● Exercise goal
Retype everything from "As Dr Spock" down to "mother to baby." in the history of baby advice below, keeping every word and mark unchanged.

● Excerpt to read
━━━━━━━━

A short, recent history of baby advice and psycho-babble 1970-2016

  • By Robin Barker
  • 20 Jan, 2017

As Dr Spock famously said:

'You know more than you think you do'

The 1970s

Until the 1970s, baby advice was straightforward and simple, if a trifle bossy and prescriptive and somewhat overladen with scary warnings about spoiling baby.

I sometimes wonder if this was preferable to the loaded warnings parents - mostly mothers - are deluged with now about making sure they respond adequately to their babies' needs to ensure the optimum flow of attachment from mother to baby.

In the first half of last century mothers were too busy with basic household jobs and running homes on strict budgets to get overly excited about the possibility of attachment problems from putting a sleepless baby in the laundry for a few hours so everyone could get some sleep.
Ditto tying a toddler to the clothesline while they dealt with boiling the nappies in the copper.

The 'parenting' word, and all its subsequent manifestations, arrived sometime during the 1970s and was taken up with gusto.

Prior to the noun morphing into the verb, people had babies, became parents and raised their children. Some - many in fact - did it well, others not so well and still others rather badly.

There have always been appalling parents and despite a vastly improved standard of living in countries like Australia and gallant attempts in the last 100 years to turn this around, appalling parents are still with us.
I'm writing about truly appalling parents here - neglectful, abusive, absent - not having a shot at the vast majority of conscientious parents doing a good job, sometimes in trying and difficult circumstances.

Variations on the 'parenting' word illustrate the spectrum of conflicting advice conscientious parents must work their way around:

Attachment parenting, profound attachment parenting, detachment parenting, mother-led parenting, baby-led parenting, calendar parenting, helicopter parenting, free-range parenting, night-time parenting, intuitive parenting, permissive parenting, authoritative parenting and authoritarian parenting (spot the difference between the last two).

In baby's first year the over-riding theme between conflicting 'parenting styles' and their proponents can be summarised as 'never pick the baby up'   versus 'never put the baby down' .

This has reached a manic stage today where opposing advisors and parents face off and sling mud at each other in a manner similar to politicians at election time.

━━━━━━━━

● Data excerpts
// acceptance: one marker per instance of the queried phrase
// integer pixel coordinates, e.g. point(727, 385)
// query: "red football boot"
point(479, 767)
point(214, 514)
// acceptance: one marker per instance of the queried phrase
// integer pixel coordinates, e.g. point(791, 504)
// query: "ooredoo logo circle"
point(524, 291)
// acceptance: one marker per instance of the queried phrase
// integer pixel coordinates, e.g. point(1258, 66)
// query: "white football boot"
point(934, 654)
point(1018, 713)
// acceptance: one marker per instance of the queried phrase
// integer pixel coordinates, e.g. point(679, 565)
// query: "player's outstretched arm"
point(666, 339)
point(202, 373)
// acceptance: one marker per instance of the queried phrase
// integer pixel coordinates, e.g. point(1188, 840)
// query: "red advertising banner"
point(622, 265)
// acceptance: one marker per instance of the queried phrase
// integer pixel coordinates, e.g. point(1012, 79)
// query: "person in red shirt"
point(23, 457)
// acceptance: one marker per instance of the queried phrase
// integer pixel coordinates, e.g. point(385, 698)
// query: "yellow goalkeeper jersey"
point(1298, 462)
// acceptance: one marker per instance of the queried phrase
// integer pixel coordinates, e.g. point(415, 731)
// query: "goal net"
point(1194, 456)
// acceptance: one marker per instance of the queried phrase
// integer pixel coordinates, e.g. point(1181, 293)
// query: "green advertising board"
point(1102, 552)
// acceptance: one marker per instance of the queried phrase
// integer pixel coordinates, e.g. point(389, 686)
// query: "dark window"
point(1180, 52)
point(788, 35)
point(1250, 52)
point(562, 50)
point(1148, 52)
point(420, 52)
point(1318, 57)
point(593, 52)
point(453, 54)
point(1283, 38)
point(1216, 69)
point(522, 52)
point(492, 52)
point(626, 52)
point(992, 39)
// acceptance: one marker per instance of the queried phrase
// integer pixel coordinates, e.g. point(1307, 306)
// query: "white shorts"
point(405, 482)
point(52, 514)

━━━━━━━━

● Exercise result
As Dr Spock famously said:

'You know more than you think you do'

The 1970s

Until the 1970s, baby advice was straightforward and simple, if a trifle bossy and prescriptive and somewhat overladen with scary warnings about spoiling baby.

I sometimes wonder if this was preferable to the loaded warnings parents - mostly mothers - are deluged with now about making sure they respond adequately to their babies' needs to ensure the optimum flow of attachment from mother to baby.